▸ **PROBLEM TO SOLVE**
Write the next part of the article on working mothers who need to pump breast milk on the job, picking up after its final question.

The working woman's breastfeeding dilemma
http://www.mommytrackd.com/lactate-intolerant
"When she asks her employer for a chance to privately express her breastmilk multiple times during the workday (given that her newborn nurses every two to three hours) how her request is handled depends not only on the state in which she lives, but the company for which she works. Some employers may point her in the direction of the bathroom stall and tell her to go there with her breast pump only during her lunch hour. If she works in retail or in the restaurant business, she may be told that she has to use her 10-minute break and her 30-minute lunch break to do the pumping. If she’s at a supervisory level, she might be told that there are already scheduled meetings for which she is expected to remain in the room, even if the gatherings last hours. If she’s in a profession where she must take a lengthy professional test in order to begin practicing her craft, it’s likely she could be told that having to express her breastmilk doesn’t give her the right to any “special accommodations” that the men and non-lactating women don’t have.
According to the National Conference of State Legislatures, only a little more than a dozen states have laws prohibiting discrimination against women who need to pump their breastmilk while they’re at work, some specifically direct employers to provide private locations and mandate that employees be provided adequate breaks to use the breast pump. A 2004 Society for Human Resource Management report, however, found that 21 percent of the human resources personnel polled said their employers provided space and time for expressing breastmilk.
So what’s a woman to do when she wants to (needs to) work and succeed in her career, AND wants to (needs to) express her breastmilk for her new baby in order to adhere to current medical advice?

▸ **RECORDS SUPPLIED**
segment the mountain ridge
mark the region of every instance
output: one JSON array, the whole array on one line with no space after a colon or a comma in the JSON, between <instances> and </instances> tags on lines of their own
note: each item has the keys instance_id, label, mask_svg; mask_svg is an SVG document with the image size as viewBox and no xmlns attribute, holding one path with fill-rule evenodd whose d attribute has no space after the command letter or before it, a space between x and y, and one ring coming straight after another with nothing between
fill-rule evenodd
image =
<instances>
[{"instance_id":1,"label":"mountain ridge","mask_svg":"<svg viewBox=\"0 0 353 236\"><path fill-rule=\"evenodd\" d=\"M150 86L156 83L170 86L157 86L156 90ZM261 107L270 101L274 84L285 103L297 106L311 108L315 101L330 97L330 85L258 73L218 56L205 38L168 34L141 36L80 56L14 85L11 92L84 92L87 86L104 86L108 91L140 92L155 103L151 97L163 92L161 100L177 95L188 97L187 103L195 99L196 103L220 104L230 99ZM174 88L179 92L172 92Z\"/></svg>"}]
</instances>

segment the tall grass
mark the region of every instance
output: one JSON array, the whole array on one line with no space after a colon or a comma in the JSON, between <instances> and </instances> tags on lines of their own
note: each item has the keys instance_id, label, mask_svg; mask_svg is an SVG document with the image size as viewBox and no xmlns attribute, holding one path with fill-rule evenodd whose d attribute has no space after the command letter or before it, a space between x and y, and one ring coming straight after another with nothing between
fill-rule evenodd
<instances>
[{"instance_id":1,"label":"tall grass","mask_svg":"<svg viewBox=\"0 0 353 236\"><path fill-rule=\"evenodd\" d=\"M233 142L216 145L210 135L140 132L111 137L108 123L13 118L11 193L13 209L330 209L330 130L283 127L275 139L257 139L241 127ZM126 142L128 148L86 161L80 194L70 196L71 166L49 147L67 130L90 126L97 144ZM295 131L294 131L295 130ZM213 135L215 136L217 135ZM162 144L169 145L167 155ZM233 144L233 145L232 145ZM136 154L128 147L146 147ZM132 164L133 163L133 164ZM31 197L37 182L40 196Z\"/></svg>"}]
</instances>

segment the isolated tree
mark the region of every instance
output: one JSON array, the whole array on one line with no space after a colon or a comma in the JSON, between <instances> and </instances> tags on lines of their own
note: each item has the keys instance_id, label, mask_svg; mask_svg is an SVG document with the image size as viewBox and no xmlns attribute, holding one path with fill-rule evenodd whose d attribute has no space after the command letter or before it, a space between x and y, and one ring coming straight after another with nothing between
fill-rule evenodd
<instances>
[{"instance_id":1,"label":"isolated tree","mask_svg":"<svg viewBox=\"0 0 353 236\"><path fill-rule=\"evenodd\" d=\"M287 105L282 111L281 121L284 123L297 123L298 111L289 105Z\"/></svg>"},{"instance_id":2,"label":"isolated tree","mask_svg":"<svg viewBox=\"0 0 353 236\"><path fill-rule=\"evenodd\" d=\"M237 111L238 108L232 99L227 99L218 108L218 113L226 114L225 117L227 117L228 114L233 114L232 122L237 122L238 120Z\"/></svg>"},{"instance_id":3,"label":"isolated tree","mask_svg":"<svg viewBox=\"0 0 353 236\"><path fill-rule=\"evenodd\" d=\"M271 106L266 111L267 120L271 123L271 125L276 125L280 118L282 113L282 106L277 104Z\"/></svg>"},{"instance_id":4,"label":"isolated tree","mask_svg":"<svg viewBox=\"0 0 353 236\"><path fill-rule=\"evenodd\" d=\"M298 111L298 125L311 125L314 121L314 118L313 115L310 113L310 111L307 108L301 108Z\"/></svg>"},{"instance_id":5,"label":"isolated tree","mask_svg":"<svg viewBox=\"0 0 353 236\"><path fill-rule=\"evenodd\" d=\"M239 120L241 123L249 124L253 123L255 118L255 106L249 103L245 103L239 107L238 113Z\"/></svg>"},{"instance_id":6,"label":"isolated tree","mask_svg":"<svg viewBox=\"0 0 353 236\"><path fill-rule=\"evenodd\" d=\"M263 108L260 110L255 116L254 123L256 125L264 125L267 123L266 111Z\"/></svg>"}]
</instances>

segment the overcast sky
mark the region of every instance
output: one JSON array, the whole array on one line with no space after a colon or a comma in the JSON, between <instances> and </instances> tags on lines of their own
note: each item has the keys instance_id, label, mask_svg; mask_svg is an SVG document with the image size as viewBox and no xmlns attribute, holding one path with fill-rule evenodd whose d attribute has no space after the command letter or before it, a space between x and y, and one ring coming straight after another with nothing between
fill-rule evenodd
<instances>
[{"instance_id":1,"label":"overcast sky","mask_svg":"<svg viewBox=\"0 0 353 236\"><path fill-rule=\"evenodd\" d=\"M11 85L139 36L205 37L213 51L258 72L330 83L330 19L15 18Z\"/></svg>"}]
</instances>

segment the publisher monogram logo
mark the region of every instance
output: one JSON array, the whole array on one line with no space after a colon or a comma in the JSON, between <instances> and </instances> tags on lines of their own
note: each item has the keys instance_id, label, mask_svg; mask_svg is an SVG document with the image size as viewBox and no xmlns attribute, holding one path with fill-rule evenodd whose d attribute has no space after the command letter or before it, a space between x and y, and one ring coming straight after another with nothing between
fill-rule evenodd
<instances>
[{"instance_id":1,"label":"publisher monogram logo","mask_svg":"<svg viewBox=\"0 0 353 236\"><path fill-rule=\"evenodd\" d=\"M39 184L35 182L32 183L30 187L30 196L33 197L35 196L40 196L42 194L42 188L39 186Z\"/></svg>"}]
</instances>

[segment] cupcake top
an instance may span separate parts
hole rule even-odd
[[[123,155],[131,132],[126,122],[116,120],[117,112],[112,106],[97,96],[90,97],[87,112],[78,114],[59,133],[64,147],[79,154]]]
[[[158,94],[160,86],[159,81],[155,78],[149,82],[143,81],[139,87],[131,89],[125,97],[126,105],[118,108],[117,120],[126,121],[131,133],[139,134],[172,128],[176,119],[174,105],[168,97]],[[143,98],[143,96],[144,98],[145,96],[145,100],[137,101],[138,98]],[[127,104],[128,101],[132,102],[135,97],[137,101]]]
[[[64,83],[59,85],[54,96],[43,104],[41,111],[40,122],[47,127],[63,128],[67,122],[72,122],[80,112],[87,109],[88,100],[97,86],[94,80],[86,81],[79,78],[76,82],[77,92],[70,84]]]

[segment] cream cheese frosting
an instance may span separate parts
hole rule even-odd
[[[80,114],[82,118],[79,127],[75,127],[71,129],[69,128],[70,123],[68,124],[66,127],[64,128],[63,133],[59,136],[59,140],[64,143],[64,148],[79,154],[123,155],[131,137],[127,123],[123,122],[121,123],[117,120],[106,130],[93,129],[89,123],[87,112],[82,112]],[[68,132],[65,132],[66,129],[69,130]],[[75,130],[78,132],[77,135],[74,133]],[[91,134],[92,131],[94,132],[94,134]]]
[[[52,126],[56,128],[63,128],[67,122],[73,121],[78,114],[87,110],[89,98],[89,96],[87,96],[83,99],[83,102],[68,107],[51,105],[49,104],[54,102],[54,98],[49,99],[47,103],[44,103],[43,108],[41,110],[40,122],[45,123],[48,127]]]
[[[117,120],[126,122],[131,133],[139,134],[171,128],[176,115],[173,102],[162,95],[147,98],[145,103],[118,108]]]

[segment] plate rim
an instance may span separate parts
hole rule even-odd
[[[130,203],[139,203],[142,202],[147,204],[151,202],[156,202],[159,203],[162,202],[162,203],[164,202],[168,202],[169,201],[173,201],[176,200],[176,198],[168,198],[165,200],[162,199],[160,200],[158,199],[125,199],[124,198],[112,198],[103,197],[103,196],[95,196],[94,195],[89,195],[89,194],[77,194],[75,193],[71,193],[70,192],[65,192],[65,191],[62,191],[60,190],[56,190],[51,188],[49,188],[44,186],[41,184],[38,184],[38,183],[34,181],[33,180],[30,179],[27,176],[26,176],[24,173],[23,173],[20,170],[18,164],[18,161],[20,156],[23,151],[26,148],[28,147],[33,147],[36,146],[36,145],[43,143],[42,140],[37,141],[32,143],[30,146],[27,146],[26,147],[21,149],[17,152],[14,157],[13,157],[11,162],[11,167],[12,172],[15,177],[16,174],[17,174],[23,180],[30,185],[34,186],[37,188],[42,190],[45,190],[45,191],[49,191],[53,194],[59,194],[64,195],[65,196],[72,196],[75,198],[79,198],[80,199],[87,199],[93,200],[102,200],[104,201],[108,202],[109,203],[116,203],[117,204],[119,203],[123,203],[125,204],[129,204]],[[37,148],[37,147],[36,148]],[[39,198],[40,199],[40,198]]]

▸ **FINAL ANSWER**
If she stands up for herself and demands time to express her milk so she won’t literally explode, develop an infection or reduce her milk supply that’s her newborn’s only form of sustenance, she risks not only being looked down upon or demoted professionally, but other women -- including those who didn’t rear their children under today’s intense pressure to breastfeed for a year – tear her apart. They call her a whiner. They say she’s looking to be coddled.
If she caves in to the professional, business pressure and stops breastfeeding because she can’t possibly keep up with the pumping and work (as most moms eventually wind up doing, federal and health officials are all waiting to tell her how she’s failed as a mother and is feeding her kid unhealthy formula. They call her a bad mom. They say she’s selfish.
What about all that you-go-girl encouragement in which she was saturated as a girl and a young woman, all those aphorisms about how she could do anything her male peers could do? Her male peers become dads at the same time she became a mom, and those males kept their careers on track. But, alas, the men don’t lactate, therefore, they can’t (and don’t) have to worry about getting securing accommodations to express breastmilk. If all of those folks who talk the talk about supporting women in the workplace don’t actually support what it really means to be a woman in the workplace – including during the time of a woman’s life when she has a baby and then lactates – then they’re providing nothing more than vacant lip service."